(Work order 1): Update the thesis abstract, starting at the words "In today’s increasingly" and ending after "Cultural Intelligence (CQ).", with "hospital workers" replaced by "healthcare workers".
(Work order 2): According to the thesis abstract, which scale supplied the seven Likert scale items used to understand how culture type influenced CQ and intercultural interactions?
(Work order 3): List every group of Australian hospital workers whose intercultural communication the thesis abstract says the study examines.

(Extracted text):
»»
Intercultural communication and cultural intelligence in the workplace
Martins, Susanne (2013) Intercultural communication and cultural intelligence in the workplace. Masters by Research thesis, Murdoch University.
In today’s increasingly intercultural workplace setting, an individual’s ability to function effectively in culturally diverse situations is paramount for the success of the organisation. The main purpose of this study is to examine and understand the intercultural communication between Australian hospital workers (nurse managers, nurses and Patient Care Assistants and volunteers) through the theoretical lens of Cultural Intelligence (CQ).
A mixed method approach was employed to collect data from multiple sources including the use of questionnaires and interviews. Items for the questionnaires and interviews were drawn from the literature on cultural intelligence. The questionnaire included 20 Likert scale items which were developed by the Centre for Cultural Intelligence based in the United States and Singapore. In addition there were six Likert scale items developed by the researcher on intercultural experiences to gauge satisfaction levels in interactions. Another seven Likert scale items were drawn from the Ali Individualism Scale to understand how culture type influenced CQ and intercultural interactions. The interview included six open-ended questions related to cultural intelligence, English language proficiency and a critical incident scenario. The interviews were used to provide detail on the cultural intelligence questionnaire statements.
««
(Supplied data):
»»
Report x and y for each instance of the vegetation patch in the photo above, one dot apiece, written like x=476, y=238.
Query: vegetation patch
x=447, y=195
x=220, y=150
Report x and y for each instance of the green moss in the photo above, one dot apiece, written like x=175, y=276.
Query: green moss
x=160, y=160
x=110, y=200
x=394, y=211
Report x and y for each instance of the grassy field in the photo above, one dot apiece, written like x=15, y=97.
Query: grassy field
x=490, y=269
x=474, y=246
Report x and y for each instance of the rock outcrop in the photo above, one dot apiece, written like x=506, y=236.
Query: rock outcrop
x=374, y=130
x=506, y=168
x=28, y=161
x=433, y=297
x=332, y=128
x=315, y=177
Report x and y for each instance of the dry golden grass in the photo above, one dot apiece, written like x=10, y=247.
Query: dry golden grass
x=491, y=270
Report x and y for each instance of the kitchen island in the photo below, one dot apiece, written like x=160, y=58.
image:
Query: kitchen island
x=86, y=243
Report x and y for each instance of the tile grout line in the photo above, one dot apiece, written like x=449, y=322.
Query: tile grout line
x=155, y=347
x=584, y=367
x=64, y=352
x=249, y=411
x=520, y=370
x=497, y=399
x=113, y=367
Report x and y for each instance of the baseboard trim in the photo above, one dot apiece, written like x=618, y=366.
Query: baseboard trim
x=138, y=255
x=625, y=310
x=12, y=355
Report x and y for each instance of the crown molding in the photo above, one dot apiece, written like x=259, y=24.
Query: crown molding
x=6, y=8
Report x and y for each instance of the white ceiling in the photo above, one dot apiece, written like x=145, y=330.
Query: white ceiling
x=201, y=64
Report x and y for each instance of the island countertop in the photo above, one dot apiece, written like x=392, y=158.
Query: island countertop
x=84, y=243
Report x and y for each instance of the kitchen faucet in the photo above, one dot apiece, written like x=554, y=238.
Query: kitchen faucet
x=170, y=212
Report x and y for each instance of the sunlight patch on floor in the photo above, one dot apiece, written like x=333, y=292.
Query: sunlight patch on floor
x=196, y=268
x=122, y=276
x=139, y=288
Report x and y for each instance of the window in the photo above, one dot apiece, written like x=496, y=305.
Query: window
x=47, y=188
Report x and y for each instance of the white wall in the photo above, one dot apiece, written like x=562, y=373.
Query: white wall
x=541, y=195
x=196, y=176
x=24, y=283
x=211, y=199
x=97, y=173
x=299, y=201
««
»»
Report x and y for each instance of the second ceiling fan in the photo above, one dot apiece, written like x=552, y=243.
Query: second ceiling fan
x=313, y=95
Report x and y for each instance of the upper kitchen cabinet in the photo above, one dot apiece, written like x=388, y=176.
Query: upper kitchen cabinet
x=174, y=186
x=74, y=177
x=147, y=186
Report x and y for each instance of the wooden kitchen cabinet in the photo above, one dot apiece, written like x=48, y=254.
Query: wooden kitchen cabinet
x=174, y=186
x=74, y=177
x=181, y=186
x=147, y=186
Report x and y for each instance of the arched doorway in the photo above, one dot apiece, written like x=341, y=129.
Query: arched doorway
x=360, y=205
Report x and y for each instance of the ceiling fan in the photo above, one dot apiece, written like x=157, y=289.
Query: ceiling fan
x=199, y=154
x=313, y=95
««
»»
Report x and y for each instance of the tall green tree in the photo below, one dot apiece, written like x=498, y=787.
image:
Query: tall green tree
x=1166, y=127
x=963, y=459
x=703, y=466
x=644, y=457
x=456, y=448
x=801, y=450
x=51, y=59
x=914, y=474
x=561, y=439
««
(Exercise solution 1):
In today’s increasingly intercultural workplace setting, an individual’s ability to function effectively in culturally diverse situations is paramount for the success of the organisation. The main purpose of this study is to examine and understand the intercultural communication between Australian healthcare workers (nurse managers, nurses and Patient Care Assistants and volunteers) through the theoretical lens of Cultural Intelligence (CQ).

(Exercise solution 2): The Ali Individualism Scale.

(Exercise solution 3): Nurse managers, nurses, Patient Care Assistants, volunteers